Selected excerpt ->
--- START ---

A new African-led Collaborative Platform designed to connect funders with beneficiaries and build resilience within African wildlife communities, in response to the COVID-19 pandemic, has been incubated by the Luc Hoffmann Institute and successfully transitioned to WWF-US.
After a six month incubation period to design the initiative to the advanced concept phase, WWF-US took on full responsibility for the project in September 2020, as the implementing and executing agency of the lead funder, the Global Environment Facility (GEF), to develop the full work programme and lead its implementation.
Following the recent submission of the final project document to the GEF, WWF-US will guide further development of the initiative and work with the host secretariat, the WWF Regional Office for Africa, to lead and deliver the platform in the region.
The Luc Hoffmann Institute initiated the project back in April 2020, with the pandemic underway and the ensuing global collapse of tourism just beginning. Following an idea sparked internally as an initial response to this, the institute conducted an extensive literature review and research into the impacts that COVID-19 was having on nature-based tourism in Africa. This work highlighted the fact that rural communities – custodians of the landscapes and often marginalised – were not able to access enough emergency relief funding and were at high risk of losing their livelihoods.
In the six months that followed, the institute worked with a range of expert organisations in Africa and globally to develop and test the platform concept, and importantly, to look at ways to build resilience in the long term as well as relief in the medium term.

--- END ---

Data ->

--- START ---

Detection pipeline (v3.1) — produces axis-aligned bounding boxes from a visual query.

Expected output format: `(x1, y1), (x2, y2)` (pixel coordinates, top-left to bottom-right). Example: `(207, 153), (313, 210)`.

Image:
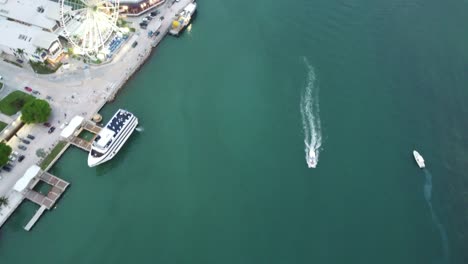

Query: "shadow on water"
(423, 169), (450, 264)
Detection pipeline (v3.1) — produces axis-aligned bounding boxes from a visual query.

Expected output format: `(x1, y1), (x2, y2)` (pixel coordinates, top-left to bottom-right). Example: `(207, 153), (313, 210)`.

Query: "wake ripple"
(424, 169), (450, 264)
(300, 57), (322, 167)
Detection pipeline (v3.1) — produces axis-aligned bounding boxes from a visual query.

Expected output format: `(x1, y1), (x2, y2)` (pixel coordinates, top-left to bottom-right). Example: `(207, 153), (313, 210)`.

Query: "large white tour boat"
(88, 109), (138, 167)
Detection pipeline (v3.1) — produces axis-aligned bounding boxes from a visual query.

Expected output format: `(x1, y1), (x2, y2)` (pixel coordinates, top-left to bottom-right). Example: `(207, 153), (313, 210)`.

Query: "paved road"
(0, 0), (191, 214)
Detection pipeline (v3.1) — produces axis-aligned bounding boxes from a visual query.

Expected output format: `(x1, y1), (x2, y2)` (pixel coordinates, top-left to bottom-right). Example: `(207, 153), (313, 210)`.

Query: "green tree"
(0, 142), (11, 166)
(21, 99), (52, 124)
(0, 196), (9, 208)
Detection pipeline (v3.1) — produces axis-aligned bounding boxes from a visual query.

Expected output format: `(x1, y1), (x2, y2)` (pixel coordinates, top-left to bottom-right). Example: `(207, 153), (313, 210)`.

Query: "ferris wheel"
(60, 0), (119, 55)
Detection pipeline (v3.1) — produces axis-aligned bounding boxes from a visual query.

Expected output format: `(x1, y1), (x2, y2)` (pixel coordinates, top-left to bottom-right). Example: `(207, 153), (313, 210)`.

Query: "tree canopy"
(21, 99), (52, 124)
(0, 142), (11, 166)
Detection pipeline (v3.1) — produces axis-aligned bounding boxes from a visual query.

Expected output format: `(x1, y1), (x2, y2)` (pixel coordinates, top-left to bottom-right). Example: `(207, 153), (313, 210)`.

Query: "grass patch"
(3, 60), (23, 68)
(0, 121), (8, 131)
(0, 91), (34, 116)
(40, 141), (67, 170)
(29, 61), (62, 74)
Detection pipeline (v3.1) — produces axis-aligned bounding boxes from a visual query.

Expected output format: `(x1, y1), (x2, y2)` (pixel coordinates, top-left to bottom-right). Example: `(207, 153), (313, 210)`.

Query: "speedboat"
(413, 150), (426, 169)
(307, 148), (317, 168)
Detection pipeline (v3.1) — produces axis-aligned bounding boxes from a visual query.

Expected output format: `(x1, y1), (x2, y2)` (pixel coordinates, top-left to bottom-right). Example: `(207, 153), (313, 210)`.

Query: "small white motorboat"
(413, 150), (426, 169)
(307, 148), (317, 168)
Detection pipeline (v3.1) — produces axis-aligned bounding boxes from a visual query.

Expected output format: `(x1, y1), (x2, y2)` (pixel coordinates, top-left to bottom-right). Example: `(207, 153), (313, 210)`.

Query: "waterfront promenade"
(0, 0), (191, 226)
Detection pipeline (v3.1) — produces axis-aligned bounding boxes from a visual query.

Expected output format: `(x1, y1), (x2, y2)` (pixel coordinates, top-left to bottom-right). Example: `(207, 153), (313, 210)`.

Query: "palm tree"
(16, 49), (24, 59)
(0, 196), (9, 208)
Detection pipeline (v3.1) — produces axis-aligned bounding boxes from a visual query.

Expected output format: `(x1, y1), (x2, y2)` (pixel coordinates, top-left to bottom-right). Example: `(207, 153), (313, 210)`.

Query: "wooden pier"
(24, 205), (47, 231)
(24, 172), (70, 231)
(25, 172), (70, 210)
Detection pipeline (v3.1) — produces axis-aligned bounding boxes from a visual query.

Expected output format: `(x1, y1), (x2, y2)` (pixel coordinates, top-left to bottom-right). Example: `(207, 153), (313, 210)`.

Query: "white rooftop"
(0, 19), (58, 54)
(13, 165), (41, 192)
(0, 0), (60, 30)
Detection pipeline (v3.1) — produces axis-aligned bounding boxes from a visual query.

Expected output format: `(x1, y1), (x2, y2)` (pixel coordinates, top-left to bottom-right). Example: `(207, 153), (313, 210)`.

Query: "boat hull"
(88, 117), (138, 167)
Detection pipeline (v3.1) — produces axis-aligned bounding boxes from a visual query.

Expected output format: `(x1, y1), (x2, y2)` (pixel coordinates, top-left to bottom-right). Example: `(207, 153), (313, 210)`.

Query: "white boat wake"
(424, 169), (450, 264)
(300, 57), (322, 168)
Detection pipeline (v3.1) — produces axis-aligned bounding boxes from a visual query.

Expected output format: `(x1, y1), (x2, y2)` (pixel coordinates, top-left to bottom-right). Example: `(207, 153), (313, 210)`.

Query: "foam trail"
(424, 169), (450, 264)
(300, 57), (322, 167)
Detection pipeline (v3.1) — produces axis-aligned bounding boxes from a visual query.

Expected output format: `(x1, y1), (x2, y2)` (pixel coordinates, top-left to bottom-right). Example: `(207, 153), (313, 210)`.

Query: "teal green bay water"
(0, 0), (468, 264)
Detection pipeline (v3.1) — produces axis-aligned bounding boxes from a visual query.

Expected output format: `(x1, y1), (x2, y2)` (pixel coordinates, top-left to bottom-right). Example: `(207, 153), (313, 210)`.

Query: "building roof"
(60, 116), (84, 138)
(13, 165), (41, 192)
(0, 0), (60, 30)
(0, 19), (58, 54)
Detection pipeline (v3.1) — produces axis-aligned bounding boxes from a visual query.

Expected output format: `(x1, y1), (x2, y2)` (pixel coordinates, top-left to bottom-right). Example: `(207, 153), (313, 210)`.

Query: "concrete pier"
(24, 205), (47, 231)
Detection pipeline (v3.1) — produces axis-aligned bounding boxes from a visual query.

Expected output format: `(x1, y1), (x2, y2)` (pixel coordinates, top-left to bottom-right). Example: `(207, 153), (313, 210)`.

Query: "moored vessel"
(413, 150), (426, 169)
(307, 148), (317, 168)
(88, 109), (138, 167)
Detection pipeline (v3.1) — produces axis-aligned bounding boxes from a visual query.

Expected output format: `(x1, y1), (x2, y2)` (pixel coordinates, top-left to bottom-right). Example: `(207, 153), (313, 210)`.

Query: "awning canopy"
(13, 165), (41, 192)
(60, 116), (84, 138)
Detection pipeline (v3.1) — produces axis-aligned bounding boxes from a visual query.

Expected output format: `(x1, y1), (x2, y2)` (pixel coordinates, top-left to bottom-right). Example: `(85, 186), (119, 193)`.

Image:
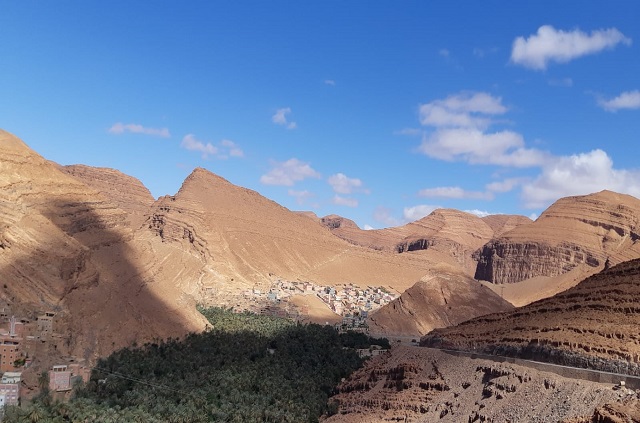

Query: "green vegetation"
(5, 308), (388, 422)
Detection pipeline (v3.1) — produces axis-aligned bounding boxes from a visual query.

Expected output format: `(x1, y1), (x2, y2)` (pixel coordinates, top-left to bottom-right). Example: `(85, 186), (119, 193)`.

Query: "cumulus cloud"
(260, 158), (320, 186)
(271, 107), (298, 129)
(418, 93), (546, 167)
(220, 140), (244, 157)
(464, 209), (500, 217)
(420, 92), (507, 128)
(522, 149), (640, 209)
(511, 25), (631, 70)
(373, 206), (404, 227)
(418, 187), (493, 200)
(402, 204), (441, 222)
(180, 134), (244, 159)
(180, 134), (218, 159)
(331, 194), (358, 207)
(485, 178), (527, 193)
(109, 122), (171, 138)
(598, 90), (640, 112)
(327, 173), (362, 194)
(288, 189), (313, 205)
(419, 128), (548, 167)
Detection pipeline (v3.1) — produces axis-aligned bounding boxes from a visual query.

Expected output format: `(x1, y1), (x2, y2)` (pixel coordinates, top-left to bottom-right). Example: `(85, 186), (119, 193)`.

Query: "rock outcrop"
(421, 259), (640, 375)
(60, 165), (155, 229)
(326, 346), (624, 423)
(369, 265), (513, 337)
(322, 209), (530, 275)
(474, 191), (640, 283)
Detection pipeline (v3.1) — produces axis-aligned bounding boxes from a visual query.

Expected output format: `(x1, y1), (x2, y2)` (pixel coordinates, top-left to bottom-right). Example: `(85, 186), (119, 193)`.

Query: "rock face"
(474, 191), (640, 283)
(61, 165), (155, 229)
(0, 131), (204, 358)
(369, 266), (513, 336)
(326, 347), (624, 423)
(146, 169), (433, 291)
(421, 259), (640, 375)
(322, 209), (530, 275)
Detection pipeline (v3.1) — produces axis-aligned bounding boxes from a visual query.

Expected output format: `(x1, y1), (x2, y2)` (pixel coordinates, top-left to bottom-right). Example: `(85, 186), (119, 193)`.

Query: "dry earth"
(421, 259), (640, 375)
(369, 265), (513, 337)
(326, 346), (637, 423)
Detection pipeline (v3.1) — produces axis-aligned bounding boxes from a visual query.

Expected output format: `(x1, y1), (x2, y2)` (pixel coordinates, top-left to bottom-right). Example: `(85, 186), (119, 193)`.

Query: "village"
(238, 278), (400, 332)
(0, 302), (91, 420)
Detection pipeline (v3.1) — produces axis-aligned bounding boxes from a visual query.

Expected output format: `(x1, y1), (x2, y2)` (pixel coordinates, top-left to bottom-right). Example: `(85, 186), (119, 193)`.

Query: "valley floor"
(327, 346), (636, 423)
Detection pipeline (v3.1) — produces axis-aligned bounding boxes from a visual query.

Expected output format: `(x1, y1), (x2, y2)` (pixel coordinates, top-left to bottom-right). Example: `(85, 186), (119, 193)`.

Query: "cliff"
(421, 259), (640, 375)
(369, 265), (513, 336)
(474, 191), (640, 283)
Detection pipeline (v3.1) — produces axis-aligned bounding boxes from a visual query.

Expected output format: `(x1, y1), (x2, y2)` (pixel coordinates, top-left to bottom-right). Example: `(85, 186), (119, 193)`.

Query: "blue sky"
(0, 1), (640, 228)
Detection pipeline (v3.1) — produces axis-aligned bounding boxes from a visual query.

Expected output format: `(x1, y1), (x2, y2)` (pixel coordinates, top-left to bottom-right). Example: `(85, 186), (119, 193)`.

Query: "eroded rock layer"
(474, 191), (640, 283)
(421, 259), (640, 375)
(60, 165), (155, 229)
(326, 347), (624, 423)
(369, 266), (513, 336)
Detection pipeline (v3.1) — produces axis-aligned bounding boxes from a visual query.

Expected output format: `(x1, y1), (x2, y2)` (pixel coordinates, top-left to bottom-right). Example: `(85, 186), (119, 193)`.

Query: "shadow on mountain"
(0, 195), (204, 364)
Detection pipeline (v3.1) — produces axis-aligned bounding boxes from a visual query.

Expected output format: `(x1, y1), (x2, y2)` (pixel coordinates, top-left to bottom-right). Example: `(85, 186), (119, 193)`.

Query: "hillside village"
(0, 302), (90, 416)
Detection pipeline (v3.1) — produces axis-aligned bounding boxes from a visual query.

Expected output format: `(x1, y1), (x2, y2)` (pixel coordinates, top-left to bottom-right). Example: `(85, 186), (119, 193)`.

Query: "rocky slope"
(0, 131), (204, 358)
(145, 169), (435, 291)
(326, 347), (624, 423)
(369, 265), (513, 337)
(322, 209), (530, 275)
(421, 259), (640, 375)
(474, 191), (640, 283)
(60, 165), (155, 229)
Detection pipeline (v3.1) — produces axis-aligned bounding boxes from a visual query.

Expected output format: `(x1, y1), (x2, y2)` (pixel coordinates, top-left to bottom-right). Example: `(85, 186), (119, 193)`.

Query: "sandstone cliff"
(421, 259), (640, 375)
(60, 165), (155, 229)
(322, 209), (530, 275)
(369, 266), (513, 336)
(474, 191), (640, 283)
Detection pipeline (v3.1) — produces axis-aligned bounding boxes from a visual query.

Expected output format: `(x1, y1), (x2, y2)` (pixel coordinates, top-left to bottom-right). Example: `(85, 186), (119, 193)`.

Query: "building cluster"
(243, 279), (398, 329)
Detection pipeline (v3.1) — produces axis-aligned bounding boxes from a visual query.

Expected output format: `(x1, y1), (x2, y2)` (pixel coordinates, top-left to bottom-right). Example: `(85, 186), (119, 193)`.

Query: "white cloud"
(220, 140), (244, 157)
(598, 90), (640, 112)
(327, 173), (362, 194)
(402, 204), (441, 222)
(180, 134), (218, 159)
(463, 209), (500, 218)
(511, 25), (631, 70)
(522, 150), (640, 209)
(420, 92), (507, 128)
(260, 158), (320, 186)
(419, 128), (548, 167)
(288, 189), (313, 205)
(373, 206), (404, 227)
(109, 122), (171, 138)
(271, 107), (298, 129)
(331, 194), (358, 207)
(485, 178), (527, 192)
(549, 78), (573, 88)
(180, 134), (244, 159)
(418, 187), (493, 200)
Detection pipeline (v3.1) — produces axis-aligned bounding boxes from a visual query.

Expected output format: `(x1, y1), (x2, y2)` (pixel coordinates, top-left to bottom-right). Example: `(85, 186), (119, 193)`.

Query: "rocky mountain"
(326, 346), (624, 423)
(421, 259), (640, 375)
(0, 131), (204, 358)
(60, 165), (155, 229)
(474, 191), (640, 283)
(369, 265), (513, 337)
(322, 209), (531, 275)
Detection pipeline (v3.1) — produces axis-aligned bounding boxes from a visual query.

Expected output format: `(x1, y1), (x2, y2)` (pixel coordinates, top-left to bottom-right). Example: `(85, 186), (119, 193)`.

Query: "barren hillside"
(475, 191), (640, 283)
(421, 259), (640, 375)
(369, 266), (513, 337)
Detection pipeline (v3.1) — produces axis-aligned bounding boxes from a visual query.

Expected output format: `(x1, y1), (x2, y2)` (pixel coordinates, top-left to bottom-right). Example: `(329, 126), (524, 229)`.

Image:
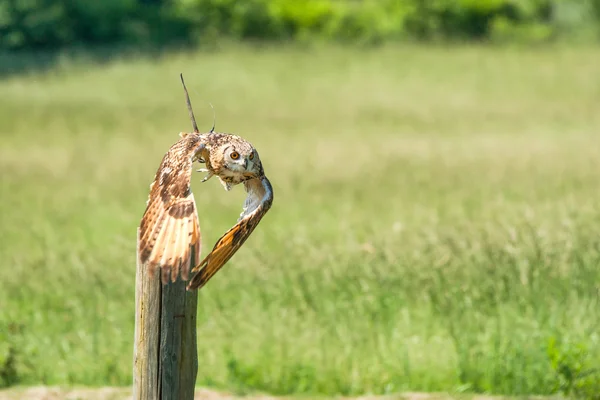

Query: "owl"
(138, 76), (273, 290)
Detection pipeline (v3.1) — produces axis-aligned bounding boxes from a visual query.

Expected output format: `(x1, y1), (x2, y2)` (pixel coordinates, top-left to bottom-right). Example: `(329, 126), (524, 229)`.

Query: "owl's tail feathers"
(138, 193), (201, 284)
(187, 220), (246, 290)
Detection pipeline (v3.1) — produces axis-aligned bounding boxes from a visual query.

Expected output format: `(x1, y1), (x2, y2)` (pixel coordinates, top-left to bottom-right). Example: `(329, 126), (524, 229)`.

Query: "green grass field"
(0, 46), (600, 395)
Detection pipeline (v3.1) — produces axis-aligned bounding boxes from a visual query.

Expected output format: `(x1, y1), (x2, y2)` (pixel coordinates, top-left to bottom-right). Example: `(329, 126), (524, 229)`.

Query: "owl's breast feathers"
(138, 133), (273, 289)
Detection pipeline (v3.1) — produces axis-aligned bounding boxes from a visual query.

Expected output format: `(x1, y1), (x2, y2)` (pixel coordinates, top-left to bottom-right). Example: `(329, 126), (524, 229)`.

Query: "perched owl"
(138, 76), (273, 290)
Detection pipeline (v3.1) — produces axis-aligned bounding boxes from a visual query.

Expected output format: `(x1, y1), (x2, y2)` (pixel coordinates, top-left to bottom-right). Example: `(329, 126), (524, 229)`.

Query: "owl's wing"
(187, 176), (273, 290)
(138, 134), (206, 283)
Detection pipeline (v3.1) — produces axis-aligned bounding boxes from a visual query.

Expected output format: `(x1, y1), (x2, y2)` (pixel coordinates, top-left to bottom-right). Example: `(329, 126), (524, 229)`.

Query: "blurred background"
(0, 0), (600, 399)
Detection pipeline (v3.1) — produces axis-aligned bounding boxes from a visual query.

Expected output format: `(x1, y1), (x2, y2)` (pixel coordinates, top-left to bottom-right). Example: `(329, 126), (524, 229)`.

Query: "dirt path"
(0, 386), (559, 400)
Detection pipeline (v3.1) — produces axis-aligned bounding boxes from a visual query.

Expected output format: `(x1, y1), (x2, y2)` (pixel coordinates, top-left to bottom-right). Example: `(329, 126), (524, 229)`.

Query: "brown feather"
(188, 176), (273, 290)
(138, 134), (205, 283)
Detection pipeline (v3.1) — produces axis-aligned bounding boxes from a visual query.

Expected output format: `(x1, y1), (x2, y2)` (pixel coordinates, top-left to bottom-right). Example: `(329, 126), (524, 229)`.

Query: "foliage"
(548, 337), (600, 400)
(0, 0), (600, 49)
(0, 45), (600, 395)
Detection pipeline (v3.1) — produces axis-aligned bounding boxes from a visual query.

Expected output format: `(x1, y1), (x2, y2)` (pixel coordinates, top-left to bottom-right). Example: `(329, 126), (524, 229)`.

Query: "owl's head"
(223, 142), (260, 178)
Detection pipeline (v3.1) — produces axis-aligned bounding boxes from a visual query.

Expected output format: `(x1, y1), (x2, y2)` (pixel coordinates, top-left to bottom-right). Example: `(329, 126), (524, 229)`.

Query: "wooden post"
(133, 230), (198, 400)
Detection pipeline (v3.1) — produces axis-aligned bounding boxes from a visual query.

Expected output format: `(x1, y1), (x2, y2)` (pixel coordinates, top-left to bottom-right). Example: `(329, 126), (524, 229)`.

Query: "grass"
(0, 46), (600, 395)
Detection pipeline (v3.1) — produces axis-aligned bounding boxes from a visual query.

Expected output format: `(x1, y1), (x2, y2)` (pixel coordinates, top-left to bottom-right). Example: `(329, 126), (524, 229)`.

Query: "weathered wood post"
(133, 230), (198, 400)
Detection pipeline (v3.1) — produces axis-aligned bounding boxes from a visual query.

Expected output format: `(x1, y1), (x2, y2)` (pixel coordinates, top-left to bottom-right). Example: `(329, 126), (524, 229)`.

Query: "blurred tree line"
(0, 0), (600, 50)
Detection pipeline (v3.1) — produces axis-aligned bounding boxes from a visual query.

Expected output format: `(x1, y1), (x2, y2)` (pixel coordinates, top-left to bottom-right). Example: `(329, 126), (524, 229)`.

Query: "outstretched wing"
(188, 176), (273, 290)
(138, 133), (205, 283)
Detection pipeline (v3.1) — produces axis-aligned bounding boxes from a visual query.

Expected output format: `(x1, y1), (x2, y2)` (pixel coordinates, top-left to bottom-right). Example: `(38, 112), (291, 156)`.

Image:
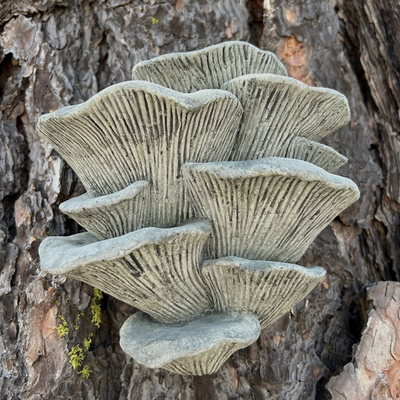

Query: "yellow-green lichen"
(68, 344), (85, 369)
(90, 288), (103, 328)
(83, 333), (93, 351)
(78, 365), (93, 379)
(74, 313), (83, 331)
(54, 316), (69, 337)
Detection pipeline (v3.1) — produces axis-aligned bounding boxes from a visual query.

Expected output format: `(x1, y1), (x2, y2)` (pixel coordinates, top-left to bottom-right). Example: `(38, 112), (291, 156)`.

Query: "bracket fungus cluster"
(38, 42), (359, 375)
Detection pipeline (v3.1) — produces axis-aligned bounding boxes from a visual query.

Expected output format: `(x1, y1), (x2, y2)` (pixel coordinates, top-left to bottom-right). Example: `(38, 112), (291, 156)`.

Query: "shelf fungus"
(121, 312), (261, 375)
(37, 42), (359, 375)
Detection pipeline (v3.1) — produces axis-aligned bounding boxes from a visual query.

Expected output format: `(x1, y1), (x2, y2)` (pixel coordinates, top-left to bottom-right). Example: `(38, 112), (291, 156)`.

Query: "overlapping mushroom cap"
(38, 42), (359, 374)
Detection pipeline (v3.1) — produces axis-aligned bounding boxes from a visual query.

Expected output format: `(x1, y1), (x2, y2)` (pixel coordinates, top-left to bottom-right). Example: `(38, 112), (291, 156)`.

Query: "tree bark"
(0, 0), (400, 400)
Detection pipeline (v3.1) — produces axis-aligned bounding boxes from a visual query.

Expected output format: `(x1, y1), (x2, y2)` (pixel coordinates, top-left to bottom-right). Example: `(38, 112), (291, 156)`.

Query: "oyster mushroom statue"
(37, 42), (359, 375)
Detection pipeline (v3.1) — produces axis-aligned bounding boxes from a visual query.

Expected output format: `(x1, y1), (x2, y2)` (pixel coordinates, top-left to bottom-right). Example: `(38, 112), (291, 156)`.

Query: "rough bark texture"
(0, 0), (400, 400)
(327, 282), (400, 400)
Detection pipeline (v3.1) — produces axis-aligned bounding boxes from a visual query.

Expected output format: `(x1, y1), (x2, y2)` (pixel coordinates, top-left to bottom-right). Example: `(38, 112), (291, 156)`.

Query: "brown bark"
(327, 282), (400, 400)
(0, 0), (400, 400)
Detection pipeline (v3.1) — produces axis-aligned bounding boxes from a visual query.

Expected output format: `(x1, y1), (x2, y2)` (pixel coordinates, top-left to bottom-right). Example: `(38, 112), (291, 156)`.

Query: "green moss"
(90, 288), (103, 328)
(93, 288), (103, 301)
(78, 365), (93, 379)
(68, 344), (85, 369)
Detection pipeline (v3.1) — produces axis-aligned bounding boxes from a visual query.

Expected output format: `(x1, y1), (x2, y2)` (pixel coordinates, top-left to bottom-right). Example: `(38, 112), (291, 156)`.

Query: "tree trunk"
(0, 0), (400, 400)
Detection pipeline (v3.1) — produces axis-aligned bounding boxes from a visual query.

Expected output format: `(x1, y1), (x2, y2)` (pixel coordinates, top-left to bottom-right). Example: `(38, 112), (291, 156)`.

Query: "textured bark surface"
(327, 282), (400, 400)
(0, 0), (400, 400)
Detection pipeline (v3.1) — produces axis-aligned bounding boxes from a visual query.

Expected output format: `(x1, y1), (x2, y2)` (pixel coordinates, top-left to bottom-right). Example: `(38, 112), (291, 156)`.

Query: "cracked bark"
(0, 0), (400, 400)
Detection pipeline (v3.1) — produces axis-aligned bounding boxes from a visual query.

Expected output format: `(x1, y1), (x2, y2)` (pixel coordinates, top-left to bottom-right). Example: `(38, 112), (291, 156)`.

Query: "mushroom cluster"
(37, 42), (359, 375)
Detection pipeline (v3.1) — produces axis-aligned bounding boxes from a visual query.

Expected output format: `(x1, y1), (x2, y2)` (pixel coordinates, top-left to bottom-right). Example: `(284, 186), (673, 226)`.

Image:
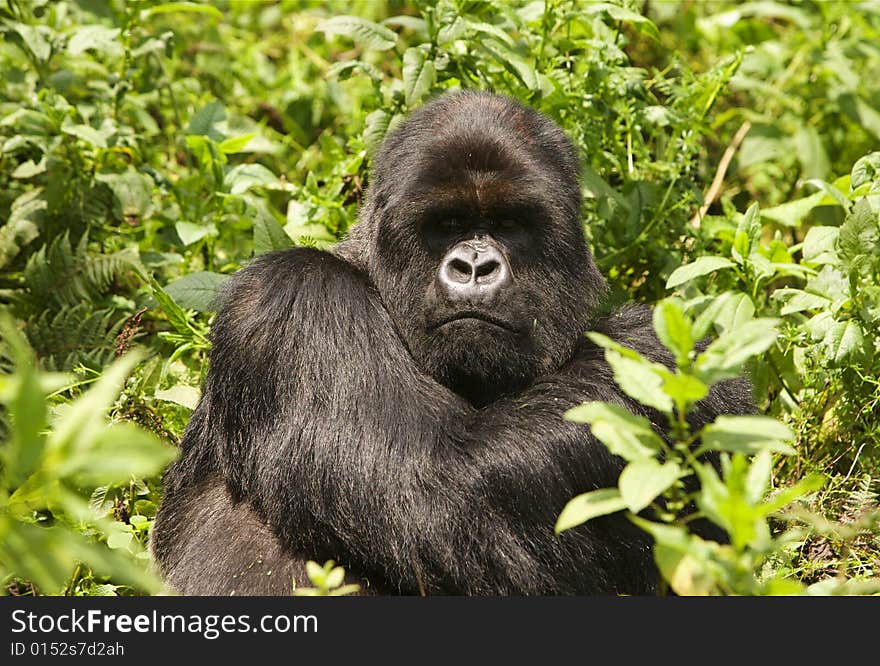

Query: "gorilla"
(151, 92), (751, 595)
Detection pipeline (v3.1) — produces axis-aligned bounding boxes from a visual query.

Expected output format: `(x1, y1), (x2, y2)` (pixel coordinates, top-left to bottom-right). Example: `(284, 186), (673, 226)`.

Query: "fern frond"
(24, 233), (136, 313)
(25, 303), (127, 370)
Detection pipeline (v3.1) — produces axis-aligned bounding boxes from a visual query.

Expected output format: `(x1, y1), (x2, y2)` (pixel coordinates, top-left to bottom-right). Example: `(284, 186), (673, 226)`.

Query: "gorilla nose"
(438, 240), (512, 300)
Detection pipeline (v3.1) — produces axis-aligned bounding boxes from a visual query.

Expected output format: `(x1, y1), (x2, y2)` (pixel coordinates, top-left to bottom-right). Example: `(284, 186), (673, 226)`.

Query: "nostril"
(474, 259), (501, 282)
(446, 257), (474, 283)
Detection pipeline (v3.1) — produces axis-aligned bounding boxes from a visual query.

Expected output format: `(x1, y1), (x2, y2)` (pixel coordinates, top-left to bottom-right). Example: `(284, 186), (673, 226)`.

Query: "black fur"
(152, 93), (750, 594)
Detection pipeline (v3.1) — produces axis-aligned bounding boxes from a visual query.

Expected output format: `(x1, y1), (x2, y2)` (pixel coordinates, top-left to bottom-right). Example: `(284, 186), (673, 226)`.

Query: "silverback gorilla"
(152, 92), (751, 595)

--- END ---

What the task asks ->
Carry on the piece about the African-led platform for wildlife communities hit by COVID-19 from where it stops.

Exercise answer ->
The Institute invested USD 175,000 in the groundwork, drawing on technical expertise within the institute and other organisations. Large scale mapping exercises on data and Geographic Information Systems (GIS) as well as nature-based tourism trends were carried out while existing platforms and funding sources were investigated. In a truly collaborative effort, organisations such as the IUCN Eastern and Southern Africa, Vizzuality, Maliasili, Resource Africa, the International Institute for Environment and Development (IIED) and the UN Development Programme were mobilised to support – along with community organisations on the ground.
More detail on key milestones and collaborative achievements to date can be found here.
Now that WWF-US’ work with GEF project partners and the WWF Regional Office for Africa is firmly underway, the collective ambition – assuming final confirmation of the funding – is to launch the African-led Collaborative Platform in 2021, to support communities on the ground first and foremost, and to recover and build back better – protecting people and nature.